Glossary · Electrical · Grid

kV — Kilovolt

Transmission voltage levels and why they determine data center power scale.

Definition

kV (kilovolt) = 1,000 volts. Electrical transmission grids operate at high voltages to minimise resistive losses over distance. The higher the voltage, the lower the current required to transmit the same power, reducing cable losses (Ploss = I² × R).

European Transmission Voltage Levels

  • 110 kV — High voltage; regional transmission; large industrial consumers connect here (typically 10–60 MW)
  • 220 kV — Extra-high voltage; inter-regional transmission; large consumers up to 100+ MW
  • 400 kV — Highest standard transmission voltage in Europe; cross-border interconnections; hyperscale data center connections (100–500+ MW)

**Entries shown:**
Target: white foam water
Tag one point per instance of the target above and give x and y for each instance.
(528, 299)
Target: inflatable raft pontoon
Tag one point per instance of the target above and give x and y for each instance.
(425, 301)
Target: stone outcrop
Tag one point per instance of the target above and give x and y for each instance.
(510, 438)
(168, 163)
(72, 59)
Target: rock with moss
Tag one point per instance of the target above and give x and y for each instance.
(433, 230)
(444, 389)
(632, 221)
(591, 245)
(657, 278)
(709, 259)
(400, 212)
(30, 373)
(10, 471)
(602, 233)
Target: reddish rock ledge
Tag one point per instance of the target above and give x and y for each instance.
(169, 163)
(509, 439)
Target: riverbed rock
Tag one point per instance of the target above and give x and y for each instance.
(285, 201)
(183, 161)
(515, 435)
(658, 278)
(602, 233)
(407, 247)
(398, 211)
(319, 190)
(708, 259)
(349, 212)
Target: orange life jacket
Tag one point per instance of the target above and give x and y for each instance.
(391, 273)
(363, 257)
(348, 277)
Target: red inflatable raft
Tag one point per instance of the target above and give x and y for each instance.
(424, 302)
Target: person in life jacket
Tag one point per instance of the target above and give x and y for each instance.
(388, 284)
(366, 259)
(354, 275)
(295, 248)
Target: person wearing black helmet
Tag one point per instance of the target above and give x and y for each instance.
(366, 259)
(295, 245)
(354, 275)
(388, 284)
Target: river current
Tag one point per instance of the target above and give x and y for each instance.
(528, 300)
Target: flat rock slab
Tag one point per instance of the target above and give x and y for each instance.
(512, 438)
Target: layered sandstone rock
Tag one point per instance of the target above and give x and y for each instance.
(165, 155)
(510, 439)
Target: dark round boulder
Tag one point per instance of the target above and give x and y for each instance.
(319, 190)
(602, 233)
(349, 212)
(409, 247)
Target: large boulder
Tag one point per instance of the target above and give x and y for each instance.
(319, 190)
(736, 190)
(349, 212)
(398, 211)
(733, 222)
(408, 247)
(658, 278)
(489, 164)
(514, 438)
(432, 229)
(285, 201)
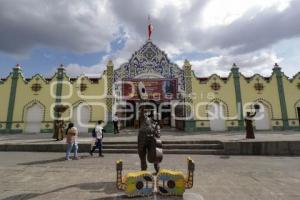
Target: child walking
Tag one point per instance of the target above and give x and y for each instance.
(72, 134)
(98, 135)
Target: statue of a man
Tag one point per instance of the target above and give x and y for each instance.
(148, 143)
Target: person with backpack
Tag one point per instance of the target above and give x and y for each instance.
(98, 136)
(72, 134)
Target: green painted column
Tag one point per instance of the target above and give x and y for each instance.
(189, 124)
(109, 98)
(238, 95)
(279, 74)
(12, 98)
(59, 85)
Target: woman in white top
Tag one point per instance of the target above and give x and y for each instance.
(72, 134)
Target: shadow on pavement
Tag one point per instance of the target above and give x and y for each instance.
(98, 187)
(41, 162)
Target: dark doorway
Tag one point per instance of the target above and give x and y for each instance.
(166, 116)
(298, 110)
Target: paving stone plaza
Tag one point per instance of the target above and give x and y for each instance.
(47, 176)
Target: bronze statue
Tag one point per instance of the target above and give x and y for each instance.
(148, 138)
(149, 144)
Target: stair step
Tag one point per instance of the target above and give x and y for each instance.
(169, 146)
(168, 151)
(169, 142)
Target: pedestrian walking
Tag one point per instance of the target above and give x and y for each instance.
(72, 135)
(116, 123)
(98, 137)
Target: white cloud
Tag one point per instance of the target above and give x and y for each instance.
(249, 64)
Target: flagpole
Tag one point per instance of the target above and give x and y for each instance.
(150, 28)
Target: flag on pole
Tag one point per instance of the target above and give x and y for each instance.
(150, 28)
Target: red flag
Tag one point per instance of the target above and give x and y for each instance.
(150, 28)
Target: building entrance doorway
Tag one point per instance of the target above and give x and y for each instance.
(298, 111)
(132, 111)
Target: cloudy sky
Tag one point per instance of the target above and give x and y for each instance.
(212, 34)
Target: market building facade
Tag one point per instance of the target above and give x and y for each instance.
(176, 96)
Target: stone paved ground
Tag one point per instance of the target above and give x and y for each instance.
(47, 176)
(167, 134)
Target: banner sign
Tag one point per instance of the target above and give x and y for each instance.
(156, 89)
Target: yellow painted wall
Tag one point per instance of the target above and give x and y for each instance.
(4, 100)
(25, 95)
(292, 97)
(203, 95)
(94, 96)
(269, 95)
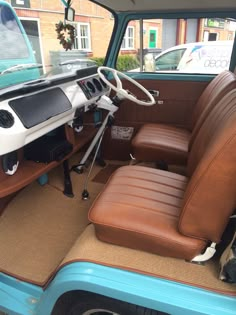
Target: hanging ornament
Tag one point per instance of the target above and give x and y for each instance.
(65, 34)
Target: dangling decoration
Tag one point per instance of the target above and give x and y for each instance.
(66, 34)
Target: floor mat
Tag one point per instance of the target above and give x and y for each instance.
(39, 227)
(105, 173)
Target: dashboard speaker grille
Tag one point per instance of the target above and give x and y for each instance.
(6, 119)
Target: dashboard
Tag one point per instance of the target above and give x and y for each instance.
(24, 118)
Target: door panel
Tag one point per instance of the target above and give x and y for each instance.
(177, 103)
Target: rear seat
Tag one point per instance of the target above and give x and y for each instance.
(169, 214)
(159, 142)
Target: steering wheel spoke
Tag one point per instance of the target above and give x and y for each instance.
(119, 88)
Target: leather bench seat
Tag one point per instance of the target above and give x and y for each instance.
(141, 207)
(171, 144)
(155, 142)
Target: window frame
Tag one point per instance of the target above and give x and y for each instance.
(126, 39)
(78, 36)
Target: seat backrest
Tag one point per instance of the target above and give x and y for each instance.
(213, 93)
(210, 197)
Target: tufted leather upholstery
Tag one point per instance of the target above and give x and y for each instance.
(169, 214)
(156, 142)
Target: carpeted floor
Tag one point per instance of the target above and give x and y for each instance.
(41, 230)
(40, 225)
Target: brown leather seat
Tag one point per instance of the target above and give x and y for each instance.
(169, 214)
(171, 144)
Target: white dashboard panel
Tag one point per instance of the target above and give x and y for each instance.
(18, 136)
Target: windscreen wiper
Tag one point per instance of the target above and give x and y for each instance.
(23, 66)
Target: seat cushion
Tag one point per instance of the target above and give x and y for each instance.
(156, 142)
(139, 208)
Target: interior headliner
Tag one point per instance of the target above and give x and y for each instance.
(166, 5)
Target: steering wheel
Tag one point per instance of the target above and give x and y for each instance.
(119, 89)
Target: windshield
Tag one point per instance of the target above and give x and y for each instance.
(37, 42)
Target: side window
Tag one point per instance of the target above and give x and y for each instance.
(82, 36)
(195, 45)
(170, 60)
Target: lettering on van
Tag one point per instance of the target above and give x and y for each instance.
(21, 3)
(216, 63)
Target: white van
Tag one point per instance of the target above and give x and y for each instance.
(200, 57)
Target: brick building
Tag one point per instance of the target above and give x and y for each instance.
(94, 25)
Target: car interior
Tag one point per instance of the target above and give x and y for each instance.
(91, 172)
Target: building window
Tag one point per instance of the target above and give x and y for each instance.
(82, 36)
(128, 40)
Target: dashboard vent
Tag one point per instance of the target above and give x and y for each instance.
(6, 119)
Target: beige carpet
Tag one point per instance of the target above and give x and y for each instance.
(89, 248)
(41, 229)
(40, 225)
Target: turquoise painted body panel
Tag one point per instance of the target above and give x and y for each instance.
(9, 54)
(173, 298)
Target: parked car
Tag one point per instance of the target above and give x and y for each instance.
(199, 57)
(125, 238)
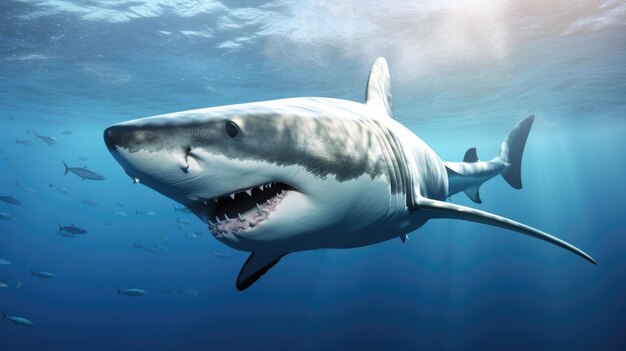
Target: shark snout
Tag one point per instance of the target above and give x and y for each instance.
(113, 136)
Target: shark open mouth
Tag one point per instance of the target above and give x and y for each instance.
(245, 209)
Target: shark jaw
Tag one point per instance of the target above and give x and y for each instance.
(238, 212)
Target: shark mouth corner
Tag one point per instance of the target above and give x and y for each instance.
(244, 209)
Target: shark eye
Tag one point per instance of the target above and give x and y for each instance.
(232, 129)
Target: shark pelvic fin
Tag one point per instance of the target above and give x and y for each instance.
(258, 263)
(470, 155)
(378, 93)
(439, 209)
(474, 194)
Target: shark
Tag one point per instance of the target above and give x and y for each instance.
(277, 177)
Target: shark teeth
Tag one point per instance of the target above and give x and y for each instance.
(248, 207)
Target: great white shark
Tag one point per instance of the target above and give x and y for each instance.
(282, 176)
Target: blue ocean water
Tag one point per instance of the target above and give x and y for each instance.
(461, 77)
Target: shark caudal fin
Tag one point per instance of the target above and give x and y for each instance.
(512, 149)
(469, 175)
(378, 91)
(433, 209)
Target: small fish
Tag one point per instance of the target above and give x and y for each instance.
(131, 292)
(120, 213)
(140, 246)
(6, 216)
(46, 139)
(10, 200)
(83, 172)
(89, 203)
(24, 188)
(145, 212)
(181, 209)
(24, 142)
(191, 235)
(192, 293)
(62, 190)
(43, 275)
(18, 320)
(221, 254)
(71, 229)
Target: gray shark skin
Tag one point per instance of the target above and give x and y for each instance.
(18, 320)
(281, 176)
(131, 292)
(83, 172)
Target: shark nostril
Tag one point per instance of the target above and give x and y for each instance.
(110, 138)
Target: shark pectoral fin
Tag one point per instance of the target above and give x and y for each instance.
(474, 194)
(470, 155)
(257, 264)
(439, 209)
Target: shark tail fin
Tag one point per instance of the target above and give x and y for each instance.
(512, 149)
(378, 91)
(438, 209)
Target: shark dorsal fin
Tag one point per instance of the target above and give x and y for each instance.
(254, 268)
(470, 155)
(378, 93)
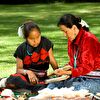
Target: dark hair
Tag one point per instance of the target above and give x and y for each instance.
(69, 20)
(28, 26)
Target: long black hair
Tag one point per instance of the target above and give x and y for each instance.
(69, 20)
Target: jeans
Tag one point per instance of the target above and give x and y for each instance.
(93, 85)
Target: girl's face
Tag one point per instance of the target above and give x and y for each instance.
(34, 38)
(70, 33)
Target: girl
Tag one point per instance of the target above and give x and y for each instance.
(33, 57)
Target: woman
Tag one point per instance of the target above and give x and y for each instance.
(84, 54)
(33, 57)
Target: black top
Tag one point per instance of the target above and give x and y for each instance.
(36, 58)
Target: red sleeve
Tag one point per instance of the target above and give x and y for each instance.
(87, 58)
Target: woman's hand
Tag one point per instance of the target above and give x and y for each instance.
(32, 77)
(60, 72)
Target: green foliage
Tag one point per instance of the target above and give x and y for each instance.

**Brief:**
Rewrite everything from "kV — Kilovolt" down to "connections (100–500+ MW)" in the kilovolt glossary page, swapping "losses" for "dissipation". The entries above come from a separate source.

**The response:**
kV — Kilovolt

Transmission voltage levels and why they determine data center power scale.

Definition

kV (kilovolt) = 1,000 volts. Electrical transmission grids operate at high voltages to minimise resistive dissipation over distance. The higher the voltage, the lower the current required to transmit the same power, reducing cable dissipation (Ploss = I² × R).

European Transmission Voltage Levels

  • 110 kV — High voltage; regional transmission; large industrial consumers connect here (typically 10–60 MW)
  • 220 kV — Extra-high voltage; inter-regional transmission; large consumers up to 100+ MW
  • 400 kV — Highest standard transmission voltage in Europe; cross-border interconnections; hyperscale data center connections (100–500+ MW)